• [Goal of the exercise]:
Continue the account of Edith Cavell's final days, picking up after its last sentence.

• [Text provided]:
---

Final Days of English Nurse Edith Cavell

About the final days of English nurse Edith Cavell, biography and history.

FINAL DAYS

EDITH CAVELL, English nurse

Died: Tir National, Brussels, Oct. 12, 1915, shortly after 6:00 A.M.

Ten weeks after her arrest for using her Brussels clinic to help about 200 Allied soldiers escape German-occupied Belgium, 49-year-old Edith Cavell heard her death sentence pronounced on the afternoon of Oct. 11. "How long will they give me?" the diminutive nurse asked German Lutheran prison chaplain Paul le Seur in St. Gilles Prison. "Unfortunately only until the morning," he replied. Urged to appeal for mercy, she placidly answered, "No, I am English. It is useless. They want my life." The extremely harsh penalty for her readily confessed "treason" was, however, kept secret from all outside the prison, and Allied diplomatic officials who had followed the trial proceedings met with repeated German denials that the sentence had been handed down. Her own Anglican pastor in Brussels, Stirling Gahan, arrived at 8:30 P.M. and found the prisoner "her bright, gentle, cheerful self, as always, quietly smiling, calm and collected." Cavell told him that the sentence was what she had expected under the circumstances, and that she was grateful for the weeks of rest that her imprisonment had provided. "I have seen death so often that it is not strange or fearful to me . . . in view of God and Eternity, I realize that patriotism is not enough," said this daughter of a country vicar. She then added, "I must have no hatred or bitterness towards anyone." After taking communion in her cell, she softly repeated with Pastor Gahan the words of "Abide with Me." Word of her impending death leaked out on the eve of the execution.

---

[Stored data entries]
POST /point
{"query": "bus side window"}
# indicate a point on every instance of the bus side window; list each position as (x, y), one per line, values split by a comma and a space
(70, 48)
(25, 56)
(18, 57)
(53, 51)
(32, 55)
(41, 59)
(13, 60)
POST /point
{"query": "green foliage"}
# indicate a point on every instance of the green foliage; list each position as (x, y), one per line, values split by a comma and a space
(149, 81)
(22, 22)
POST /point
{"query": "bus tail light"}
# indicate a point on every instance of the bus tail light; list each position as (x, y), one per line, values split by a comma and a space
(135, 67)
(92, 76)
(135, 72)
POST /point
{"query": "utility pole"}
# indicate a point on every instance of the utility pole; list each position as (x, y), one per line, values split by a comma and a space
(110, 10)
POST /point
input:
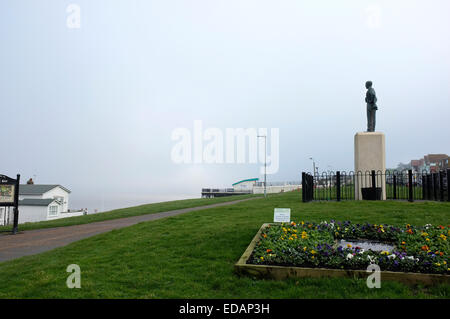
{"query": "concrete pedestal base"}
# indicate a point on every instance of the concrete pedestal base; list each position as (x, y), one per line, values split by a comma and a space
(370, 154)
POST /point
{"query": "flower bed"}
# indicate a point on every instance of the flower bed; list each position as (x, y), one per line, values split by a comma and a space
(314, 245)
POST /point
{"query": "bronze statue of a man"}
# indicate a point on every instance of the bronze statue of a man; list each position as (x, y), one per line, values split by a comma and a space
(371, 100)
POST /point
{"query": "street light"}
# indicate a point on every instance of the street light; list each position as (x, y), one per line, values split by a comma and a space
(265, 163)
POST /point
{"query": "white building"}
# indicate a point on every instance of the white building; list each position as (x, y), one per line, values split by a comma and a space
(38, 203)
(245, 185)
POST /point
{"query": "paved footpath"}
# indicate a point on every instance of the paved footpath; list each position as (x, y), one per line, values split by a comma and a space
(36, 241)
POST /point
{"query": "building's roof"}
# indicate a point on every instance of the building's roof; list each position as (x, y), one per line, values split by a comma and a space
(247, 180)
(37, 189)
(435, 157)
(36, 202)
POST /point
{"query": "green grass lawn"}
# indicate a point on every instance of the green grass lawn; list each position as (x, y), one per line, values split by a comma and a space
(127, 212)
(192, 256)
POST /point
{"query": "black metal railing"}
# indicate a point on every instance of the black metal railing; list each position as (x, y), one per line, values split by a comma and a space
(376, 185)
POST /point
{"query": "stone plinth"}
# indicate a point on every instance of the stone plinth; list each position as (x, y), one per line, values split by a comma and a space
(370, 154)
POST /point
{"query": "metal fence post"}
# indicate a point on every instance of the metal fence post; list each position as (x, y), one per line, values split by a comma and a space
(394, 193)
(410, 186)
(374, 185)
(429, 185)
(16, 206)
(303, 187)
(448, 184)
(338, 186)
(433, 175)
(424, 182)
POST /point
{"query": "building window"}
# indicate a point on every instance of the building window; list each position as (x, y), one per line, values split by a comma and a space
(53, 210)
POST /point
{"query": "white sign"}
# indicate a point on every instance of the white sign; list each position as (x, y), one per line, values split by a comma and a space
(282, 215)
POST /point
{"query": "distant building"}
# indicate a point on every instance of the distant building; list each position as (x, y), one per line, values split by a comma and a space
(40, 202)
(431, 163)
(245, 184)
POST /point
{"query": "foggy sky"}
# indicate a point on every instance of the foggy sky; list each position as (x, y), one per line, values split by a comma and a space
(94, 108)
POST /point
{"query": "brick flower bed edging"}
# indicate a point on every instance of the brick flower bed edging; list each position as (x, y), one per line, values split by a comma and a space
(282, 272)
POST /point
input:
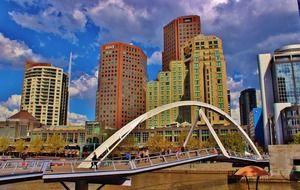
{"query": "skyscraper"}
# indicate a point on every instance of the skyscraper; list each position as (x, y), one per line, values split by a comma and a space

---

• [Reply to the exercise]:
A concerted diplomatic effort to secure a reprieve--involving American ambassador Brand Whitlock, Spanish ambassador Marquis de Villalobar, and others--continued unavailing into the night. Prime responsibility for the execution lay with German military governor General von Sauberzweig, who angrily dismissed all frantic appeals for clemency. By midnight it was evident that all hope was lost. The prisoner in cell 23 wrote last letters to her nursing staff, friends, and her mother in England. Her last visitor that night was probably a friend, Ada Bodart, who had bribed a guard with 10 francs for a few minutes of farewell. At about 6:00 A.M. an army car carried Cavell and Brussels architect Philippe Baucq, also condemned for aiding the enemy, to the Tir National, the Brussels rifle range. The officer commanding the two eight-man firing squads reassured his men that they need not hesitate to shoot a woman whose crimes had been so heinous. "I am glad to die for my country," she told Pastor le Seur, who led her to the execution post, where her tear-filled eyes were bandaged. From six paces, the shots rang out on command, and Edith Cavell sank to the ground, made several reflex movements as if to rise, then lay bloody and still. Her execution, a gratuitous act of hatred toward England, raised an Allied furor and greatly increased English enlistment rates.